Dataset entries about object locations
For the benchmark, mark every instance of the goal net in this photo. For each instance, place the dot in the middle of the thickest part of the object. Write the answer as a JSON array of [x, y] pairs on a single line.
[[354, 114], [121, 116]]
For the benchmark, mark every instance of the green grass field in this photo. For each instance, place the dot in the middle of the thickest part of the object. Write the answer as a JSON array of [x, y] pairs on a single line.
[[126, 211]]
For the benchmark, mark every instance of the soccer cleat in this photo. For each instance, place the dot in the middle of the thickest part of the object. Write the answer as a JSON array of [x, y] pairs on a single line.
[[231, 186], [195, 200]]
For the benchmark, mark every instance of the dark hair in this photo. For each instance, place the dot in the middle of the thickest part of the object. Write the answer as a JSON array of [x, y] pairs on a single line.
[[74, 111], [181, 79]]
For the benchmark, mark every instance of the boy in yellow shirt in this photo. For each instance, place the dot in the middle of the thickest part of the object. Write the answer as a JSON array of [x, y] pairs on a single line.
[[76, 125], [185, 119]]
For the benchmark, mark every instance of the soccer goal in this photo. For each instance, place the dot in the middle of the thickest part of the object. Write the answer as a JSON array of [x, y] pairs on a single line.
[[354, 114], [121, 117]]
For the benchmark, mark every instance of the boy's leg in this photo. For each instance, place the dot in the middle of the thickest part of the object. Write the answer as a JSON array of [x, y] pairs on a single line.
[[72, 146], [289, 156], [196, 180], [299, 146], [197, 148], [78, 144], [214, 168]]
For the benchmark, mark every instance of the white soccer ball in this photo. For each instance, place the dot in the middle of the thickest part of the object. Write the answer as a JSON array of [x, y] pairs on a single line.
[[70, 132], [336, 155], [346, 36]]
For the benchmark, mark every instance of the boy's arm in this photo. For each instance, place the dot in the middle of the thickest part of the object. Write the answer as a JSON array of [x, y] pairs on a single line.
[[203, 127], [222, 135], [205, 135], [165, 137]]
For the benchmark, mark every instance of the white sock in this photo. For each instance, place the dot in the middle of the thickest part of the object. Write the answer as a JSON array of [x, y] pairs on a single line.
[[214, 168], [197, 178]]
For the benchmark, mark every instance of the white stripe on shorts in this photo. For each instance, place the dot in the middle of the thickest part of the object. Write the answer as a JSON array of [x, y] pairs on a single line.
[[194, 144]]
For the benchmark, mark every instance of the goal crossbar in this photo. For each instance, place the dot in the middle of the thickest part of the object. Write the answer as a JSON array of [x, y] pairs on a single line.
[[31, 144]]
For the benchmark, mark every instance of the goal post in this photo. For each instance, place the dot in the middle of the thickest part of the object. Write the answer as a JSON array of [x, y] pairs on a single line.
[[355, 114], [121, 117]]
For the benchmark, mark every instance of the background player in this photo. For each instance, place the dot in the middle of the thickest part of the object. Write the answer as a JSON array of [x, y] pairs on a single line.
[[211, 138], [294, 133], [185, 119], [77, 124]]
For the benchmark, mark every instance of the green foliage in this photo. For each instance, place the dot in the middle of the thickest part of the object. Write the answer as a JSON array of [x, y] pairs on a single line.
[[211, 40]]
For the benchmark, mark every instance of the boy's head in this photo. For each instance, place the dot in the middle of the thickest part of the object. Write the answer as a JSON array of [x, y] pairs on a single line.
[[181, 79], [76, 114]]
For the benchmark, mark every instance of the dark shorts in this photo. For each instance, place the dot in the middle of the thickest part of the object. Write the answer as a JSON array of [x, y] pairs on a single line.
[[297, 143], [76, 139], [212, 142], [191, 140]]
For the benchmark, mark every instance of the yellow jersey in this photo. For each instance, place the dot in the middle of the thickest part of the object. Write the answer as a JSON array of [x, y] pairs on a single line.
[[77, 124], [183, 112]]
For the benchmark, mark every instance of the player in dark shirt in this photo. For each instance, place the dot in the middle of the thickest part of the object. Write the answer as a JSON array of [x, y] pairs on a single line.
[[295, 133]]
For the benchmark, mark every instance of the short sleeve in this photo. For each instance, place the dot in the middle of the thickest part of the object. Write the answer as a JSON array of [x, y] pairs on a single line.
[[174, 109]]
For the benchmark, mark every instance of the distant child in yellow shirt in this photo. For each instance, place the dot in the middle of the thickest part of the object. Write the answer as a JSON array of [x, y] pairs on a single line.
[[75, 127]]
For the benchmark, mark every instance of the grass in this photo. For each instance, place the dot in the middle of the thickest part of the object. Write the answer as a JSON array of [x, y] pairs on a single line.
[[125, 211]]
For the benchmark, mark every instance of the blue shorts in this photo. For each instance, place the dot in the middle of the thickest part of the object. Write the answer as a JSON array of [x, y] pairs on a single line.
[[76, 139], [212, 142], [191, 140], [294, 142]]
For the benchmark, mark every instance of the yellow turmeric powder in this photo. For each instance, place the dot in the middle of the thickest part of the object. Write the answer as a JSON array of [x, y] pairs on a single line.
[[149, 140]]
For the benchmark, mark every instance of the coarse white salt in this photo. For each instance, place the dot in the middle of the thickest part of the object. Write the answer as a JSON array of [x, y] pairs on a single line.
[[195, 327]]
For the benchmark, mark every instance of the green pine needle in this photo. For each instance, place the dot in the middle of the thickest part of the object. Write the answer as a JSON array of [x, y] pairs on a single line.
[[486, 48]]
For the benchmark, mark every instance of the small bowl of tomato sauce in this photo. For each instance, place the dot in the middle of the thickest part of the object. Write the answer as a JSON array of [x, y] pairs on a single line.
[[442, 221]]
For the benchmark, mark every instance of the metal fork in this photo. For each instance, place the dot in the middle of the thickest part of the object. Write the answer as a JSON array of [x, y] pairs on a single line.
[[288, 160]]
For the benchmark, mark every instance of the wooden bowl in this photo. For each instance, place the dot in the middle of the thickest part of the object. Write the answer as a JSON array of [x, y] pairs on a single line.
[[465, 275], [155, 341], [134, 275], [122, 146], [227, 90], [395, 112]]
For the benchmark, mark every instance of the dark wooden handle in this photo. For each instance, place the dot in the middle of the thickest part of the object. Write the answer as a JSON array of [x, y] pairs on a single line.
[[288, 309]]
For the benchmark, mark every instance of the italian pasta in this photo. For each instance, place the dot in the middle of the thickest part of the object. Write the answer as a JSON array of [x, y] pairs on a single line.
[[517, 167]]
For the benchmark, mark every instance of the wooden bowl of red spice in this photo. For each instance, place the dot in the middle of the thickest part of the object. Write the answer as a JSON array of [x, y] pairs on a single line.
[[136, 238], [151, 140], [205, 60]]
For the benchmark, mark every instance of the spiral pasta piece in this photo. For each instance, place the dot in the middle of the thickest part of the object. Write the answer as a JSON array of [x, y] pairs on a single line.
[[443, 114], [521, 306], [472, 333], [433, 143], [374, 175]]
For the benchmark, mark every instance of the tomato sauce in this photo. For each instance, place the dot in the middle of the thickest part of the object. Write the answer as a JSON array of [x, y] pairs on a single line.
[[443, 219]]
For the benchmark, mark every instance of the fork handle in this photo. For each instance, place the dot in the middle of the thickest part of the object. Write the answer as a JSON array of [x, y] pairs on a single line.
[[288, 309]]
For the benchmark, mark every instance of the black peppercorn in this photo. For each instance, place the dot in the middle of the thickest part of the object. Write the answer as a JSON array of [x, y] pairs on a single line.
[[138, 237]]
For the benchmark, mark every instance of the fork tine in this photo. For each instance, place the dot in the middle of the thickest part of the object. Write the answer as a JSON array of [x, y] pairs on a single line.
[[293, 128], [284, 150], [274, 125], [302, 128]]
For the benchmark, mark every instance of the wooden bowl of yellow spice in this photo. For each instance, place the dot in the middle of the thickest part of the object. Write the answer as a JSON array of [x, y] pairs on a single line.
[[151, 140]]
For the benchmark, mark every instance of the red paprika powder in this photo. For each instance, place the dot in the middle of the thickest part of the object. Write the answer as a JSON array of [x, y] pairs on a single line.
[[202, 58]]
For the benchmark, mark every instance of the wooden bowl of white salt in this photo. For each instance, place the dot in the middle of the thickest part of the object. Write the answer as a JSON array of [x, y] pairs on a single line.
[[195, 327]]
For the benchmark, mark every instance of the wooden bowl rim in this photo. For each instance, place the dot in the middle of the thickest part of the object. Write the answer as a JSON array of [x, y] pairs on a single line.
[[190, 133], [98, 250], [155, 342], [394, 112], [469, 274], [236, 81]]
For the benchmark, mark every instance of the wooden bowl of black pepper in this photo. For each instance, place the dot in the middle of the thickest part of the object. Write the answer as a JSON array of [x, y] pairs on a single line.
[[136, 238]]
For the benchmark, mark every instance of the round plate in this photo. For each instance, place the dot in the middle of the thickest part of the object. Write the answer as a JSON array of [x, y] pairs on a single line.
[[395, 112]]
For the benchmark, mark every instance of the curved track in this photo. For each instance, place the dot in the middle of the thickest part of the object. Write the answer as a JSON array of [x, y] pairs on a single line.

# Exercise prompt
Edit the part that opens with the line containing "For the benchmark, mark every instance of the small" and closes with the line containing "[[136, 238], [151, 140], [205, 60]]" by replacing every "dot" with "point" and leaving all else unchanged. Give back only those lines.

# Finished answer
For the benchmark, mark every instance of the small bowl of tomato sauce in this photo. For each instance, place the point in the middle of the thickest part of the object. Write the answer as a JSON array of [x, y] pairs on a single line.
[[442, 221]]
For the benchmark, mark every instance of the metal fork in this photo. For each instance, place the point in the middle of the thickest part of the object. Write the answer as a JSON array of [x, y] pairs on a single line.
[[288, 160]]
For the benchmark, mark every instance of the wooden bowl in this photo. For each instance, place the point in the middle of the thickest part of the object. Write the answer as a JSON array of [x, y] pairs on a single line.
[[465, 275], [155, 341], [134, 275], [122, 146], [227, 90], [395, 112]]
For the benchmark, mark every instance of the dark wooden handle in this photo. For each instance, place the point in the middle of the thickest part of the object. Write the answer as a JSON array of [x, y] pairs on a single line.
[[288, 309]]
For the benchmark, mark every instance of the italian pasta in this photo. For each instance, place the point in the middle of the thickest part of the object. Write the answer as a JSON array of [x, y] pairs on a single line.
[[517, 167]]
For the benchmark, mark every instance of the wooden bowl of red spice in this photo. For each instance, place the point in the middle of the thickest part of the object. Write the answer as a JSON array of [x, y] pairs on a single line.
[[136, 238], [151, 140], [205, 60]]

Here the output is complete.